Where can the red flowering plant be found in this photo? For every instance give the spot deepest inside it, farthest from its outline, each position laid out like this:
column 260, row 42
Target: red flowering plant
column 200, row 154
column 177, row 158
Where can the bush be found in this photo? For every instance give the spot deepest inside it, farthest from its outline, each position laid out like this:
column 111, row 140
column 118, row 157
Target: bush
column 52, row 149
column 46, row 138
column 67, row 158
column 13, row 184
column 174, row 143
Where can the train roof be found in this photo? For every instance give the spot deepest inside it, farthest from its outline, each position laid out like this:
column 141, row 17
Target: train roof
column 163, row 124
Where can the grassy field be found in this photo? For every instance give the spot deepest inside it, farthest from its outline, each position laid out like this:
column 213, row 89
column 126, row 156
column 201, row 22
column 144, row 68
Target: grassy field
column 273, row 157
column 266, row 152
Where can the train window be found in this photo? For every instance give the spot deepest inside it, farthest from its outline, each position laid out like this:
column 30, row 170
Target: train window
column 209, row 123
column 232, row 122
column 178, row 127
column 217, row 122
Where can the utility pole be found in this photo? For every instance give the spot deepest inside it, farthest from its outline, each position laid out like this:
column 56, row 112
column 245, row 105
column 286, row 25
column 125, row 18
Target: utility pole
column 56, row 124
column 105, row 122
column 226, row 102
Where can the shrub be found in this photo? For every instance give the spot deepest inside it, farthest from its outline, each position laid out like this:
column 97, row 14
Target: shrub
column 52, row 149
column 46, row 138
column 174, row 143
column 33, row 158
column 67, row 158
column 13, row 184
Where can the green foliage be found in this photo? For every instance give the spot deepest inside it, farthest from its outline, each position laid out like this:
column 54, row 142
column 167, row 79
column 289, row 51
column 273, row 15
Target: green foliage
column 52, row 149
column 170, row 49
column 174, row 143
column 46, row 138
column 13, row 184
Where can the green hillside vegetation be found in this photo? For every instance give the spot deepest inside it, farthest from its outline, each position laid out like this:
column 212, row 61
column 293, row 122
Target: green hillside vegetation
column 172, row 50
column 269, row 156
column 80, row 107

## WORK INSTRUCTION
All lines of the material that contain the word "each" should be listed.

## REPLY TO THE TASK
Where can the red flowering plant be found in this photo? For every instance give the spot deepest inside it, farthest from its outline, each position laid out like this:
Where can the bush be found in this photo? For every instance give the spot deepest inside it, farthest from its outline, each position laid out like this:
Where can the train roof be found in this photo? For every instance give the spot deepest inside it, farthest from its outline, each position laid out like this:
Where can the grassy field be found in this photo? For every instance give the spot deepest inside it, farthest from its outline, each position laid out like this:
Where can the train window be found in this photo? For every instance give the spot deepest inside it, farthest from its outline, each position laid out like this:
Where can the utility pole be found in this photo? For every instance give the spot deepest inside it, farthest from its outline, each position laid out like this:
Where can the shrub be found in this photo? For every instance give the spot deepest inside it, farthest from its outline, each position laid out like this:
Where can the green foliage be found in this photo? For every instance give the spot deepest inside it, farthest from its outline, each position laid out like this:
Where can the green hillside vegetation be found in this photo? For every instance give the spot deepest inside it, farthest from its outline, each position laid out like this:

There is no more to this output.